Eight Americas - new perspectives on health disparities

Christopher Murray, Majid Ezzati and Sandeep Kulkarni, University of Harvard

[Project number 20076]

Our study examines racial, geographic, and socioeconomic health disparities within the United States. In describing these inequalities, we identify 8 subgroups within the US population that capture the gamut of health experiences. While there is a tremendous wealth of literature concerning disparities in the US, these studies focus largely on race or income alone. Our approach instead uses a combination of several characters to define our subgroups, which reveal differences across and within racial and socioeconomic groups. While much of our work until now has been focused on the US, we are planning to extend our work to the UK social classes in understanding international health disparities.

The study currently has 3 major objectives:

1) Computation of trends in life expectancies - using vital registration and censual data, we estimate trends in life expectancies over the last 20 years for each of these 8 subgroups. We also estimate cause-deleted life expectancies to examine relative impacts of different causes of death upon overall life expectancy.

• Dataset excerpts:
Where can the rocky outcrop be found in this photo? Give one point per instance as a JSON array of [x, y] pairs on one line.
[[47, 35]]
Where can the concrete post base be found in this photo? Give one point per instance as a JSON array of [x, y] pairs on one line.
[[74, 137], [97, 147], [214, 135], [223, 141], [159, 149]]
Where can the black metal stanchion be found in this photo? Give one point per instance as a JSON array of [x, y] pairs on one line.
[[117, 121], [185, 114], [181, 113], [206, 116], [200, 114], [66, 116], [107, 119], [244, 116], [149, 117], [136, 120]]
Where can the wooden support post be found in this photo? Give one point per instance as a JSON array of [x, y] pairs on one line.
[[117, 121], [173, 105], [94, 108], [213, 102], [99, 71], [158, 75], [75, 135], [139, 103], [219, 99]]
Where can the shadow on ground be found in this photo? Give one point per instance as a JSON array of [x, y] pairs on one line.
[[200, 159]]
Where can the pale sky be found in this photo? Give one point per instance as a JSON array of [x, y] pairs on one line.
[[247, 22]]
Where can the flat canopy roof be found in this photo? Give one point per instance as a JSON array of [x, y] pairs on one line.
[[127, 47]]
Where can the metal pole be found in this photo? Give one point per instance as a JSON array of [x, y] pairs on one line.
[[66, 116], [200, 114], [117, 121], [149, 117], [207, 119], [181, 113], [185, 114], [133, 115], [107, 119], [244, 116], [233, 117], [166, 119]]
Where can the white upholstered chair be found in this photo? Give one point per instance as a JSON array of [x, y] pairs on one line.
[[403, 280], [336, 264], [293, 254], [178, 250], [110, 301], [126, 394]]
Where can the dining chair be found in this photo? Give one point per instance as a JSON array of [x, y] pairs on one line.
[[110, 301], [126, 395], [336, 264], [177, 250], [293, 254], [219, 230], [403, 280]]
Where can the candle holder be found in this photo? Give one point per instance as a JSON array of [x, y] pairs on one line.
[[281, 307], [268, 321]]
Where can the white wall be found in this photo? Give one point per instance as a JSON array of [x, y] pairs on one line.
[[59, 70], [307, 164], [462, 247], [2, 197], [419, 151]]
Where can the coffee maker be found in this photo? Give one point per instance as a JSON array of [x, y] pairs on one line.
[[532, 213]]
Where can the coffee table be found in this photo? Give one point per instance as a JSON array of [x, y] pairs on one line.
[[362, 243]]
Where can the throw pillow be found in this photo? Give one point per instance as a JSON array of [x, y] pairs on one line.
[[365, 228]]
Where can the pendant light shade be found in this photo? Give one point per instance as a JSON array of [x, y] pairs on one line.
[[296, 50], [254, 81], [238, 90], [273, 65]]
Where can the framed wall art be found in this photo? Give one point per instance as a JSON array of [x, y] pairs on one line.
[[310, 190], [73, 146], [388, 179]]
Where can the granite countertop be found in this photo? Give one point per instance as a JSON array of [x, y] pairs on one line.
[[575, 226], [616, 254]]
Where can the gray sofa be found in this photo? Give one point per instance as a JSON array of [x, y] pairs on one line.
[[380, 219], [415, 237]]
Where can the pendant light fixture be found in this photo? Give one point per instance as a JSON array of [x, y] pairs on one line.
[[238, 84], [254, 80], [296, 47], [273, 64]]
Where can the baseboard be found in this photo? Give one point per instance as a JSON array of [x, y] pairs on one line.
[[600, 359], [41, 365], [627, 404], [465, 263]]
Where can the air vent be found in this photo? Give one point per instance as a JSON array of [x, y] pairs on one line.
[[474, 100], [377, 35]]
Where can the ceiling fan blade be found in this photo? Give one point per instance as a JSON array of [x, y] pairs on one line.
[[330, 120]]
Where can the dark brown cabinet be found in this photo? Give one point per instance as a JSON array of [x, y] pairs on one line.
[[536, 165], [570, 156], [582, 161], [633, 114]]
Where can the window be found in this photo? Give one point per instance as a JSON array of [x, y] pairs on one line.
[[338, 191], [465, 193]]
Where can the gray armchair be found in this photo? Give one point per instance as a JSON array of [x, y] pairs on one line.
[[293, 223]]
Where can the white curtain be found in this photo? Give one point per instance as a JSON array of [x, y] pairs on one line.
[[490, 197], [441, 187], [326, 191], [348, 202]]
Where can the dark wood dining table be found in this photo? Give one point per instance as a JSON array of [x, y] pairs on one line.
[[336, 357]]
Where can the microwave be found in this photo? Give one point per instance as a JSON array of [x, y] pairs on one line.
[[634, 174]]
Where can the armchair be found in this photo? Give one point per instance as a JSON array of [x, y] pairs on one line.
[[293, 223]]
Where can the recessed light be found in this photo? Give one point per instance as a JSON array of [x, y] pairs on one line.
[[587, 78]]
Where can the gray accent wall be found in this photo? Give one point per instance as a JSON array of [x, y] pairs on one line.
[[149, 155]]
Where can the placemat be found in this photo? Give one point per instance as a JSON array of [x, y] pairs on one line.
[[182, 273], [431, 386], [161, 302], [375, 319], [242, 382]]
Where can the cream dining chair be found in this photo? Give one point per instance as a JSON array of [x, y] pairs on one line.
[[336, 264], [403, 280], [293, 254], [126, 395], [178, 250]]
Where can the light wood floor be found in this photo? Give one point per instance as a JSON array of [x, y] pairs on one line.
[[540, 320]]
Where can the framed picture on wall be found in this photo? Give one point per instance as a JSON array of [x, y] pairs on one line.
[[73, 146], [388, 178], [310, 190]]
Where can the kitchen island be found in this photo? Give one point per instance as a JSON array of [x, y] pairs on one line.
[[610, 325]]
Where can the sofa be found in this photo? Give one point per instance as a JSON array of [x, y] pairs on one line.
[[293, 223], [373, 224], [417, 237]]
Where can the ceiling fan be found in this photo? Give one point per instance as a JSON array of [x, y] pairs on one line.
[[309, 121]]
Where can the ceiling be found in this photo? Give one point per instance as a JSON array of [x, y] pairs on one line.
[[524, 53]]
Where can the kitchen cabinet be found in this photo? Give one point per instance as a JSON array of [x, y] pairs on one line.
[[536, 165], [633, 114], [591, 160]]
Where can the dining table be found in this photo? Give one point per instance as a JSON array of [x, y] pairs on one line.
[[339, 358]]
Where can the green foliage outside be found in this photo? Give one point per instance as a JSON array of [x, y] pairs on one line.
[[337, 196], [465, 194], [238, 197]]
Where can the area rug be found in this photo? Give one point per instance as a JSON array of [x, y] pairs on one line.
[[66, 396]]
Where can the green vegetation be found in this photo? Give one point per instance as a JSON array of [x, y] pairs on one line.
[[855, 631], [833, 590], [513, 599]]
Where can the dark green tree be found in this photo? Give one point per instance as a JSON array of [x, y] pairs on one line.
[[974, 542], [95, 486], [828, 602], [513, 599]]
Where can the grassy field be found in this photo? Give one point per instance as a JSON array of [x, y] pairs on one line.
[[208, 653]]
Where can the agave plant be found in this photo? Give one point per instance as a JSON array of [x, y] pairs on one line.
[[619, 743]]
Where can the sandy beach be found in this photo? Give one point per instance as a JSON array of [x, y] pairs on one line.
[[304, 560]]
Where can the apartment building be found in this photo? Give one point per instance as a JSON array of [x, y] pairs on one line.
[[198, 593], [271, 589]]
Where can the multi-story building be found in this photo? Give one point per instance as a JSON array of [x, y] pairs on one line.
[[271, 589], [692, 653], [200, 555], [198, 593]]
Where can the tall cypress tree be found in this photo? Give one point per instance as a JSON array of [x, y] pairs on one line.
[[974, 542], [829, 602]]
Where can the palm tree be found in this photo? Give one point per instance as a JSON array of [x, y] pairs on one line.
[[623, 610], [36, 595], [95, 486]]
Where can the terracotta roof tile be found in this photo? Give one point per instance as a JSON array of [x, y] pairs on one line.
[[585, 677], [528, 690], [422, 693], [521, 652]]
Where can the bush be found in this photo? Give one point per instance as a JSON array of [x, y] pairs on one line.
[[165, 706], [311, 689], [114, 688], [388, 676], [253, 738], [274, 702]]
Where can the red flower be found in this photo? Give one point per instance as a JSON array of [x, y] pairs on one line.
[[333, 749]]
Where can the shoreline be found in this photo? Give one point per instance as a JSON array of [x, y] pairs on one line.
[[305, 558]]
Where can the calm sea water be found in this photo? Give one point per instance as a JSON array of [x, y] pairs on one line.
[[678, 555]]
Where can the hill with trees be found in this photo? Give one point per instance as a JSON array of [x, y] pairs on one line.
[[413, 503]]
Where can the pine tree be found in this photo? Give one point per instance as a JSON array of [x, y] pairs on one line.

• Using the information:
1. List the three authors named in the Eight Americas project summary.
2. According to the Eight Americas project summary, over how many years does the study estimate life expectancy trends for each subgroup?
3. Pick up the Eight Americas project summary from its final sentence and keep writing.
The records have no connection to the Eight Americas project summary.

• Set of answers:
1. Christopher Murray, Majid Ezzati, Sandeep Kulkarni

2. The last 20 years.

3.
2) Analysis of death by cause - using information on underlying cause of death, we are calculating cumulative probabilities of death for each cause. This analysis allows an examination of the unique patterns of disease burden across subgroups.

3) Assessment of risk factor exposure and health system coverage - we examine prevalence of selected risk factors for each of our 8 subgroups. These risk factors include smoking, alcohol use, and body mass index among others. In terms of access to care, we are also looking differences in healthcare coverage and utilization. The data for these analyses come from the Behavioral Risk Factor Surveillance System, a nationally conducted survey of US households.

We primarily intend to use the LS data to compute life expectancies by sex and class. By applying the same life table algorithms upon the LS data, we hope to compare the differences across our subgroups against the differences between the British social classes. We are particularly interested in the LS data because disparities in the UK have been well documented and can provide an international frame of reference for health disparities. Furthermore, we plan to look at not only the magnitude but also the trend in disparities to assess whether the UK has been more or less successful in reducing disparities vis-à-vis the US.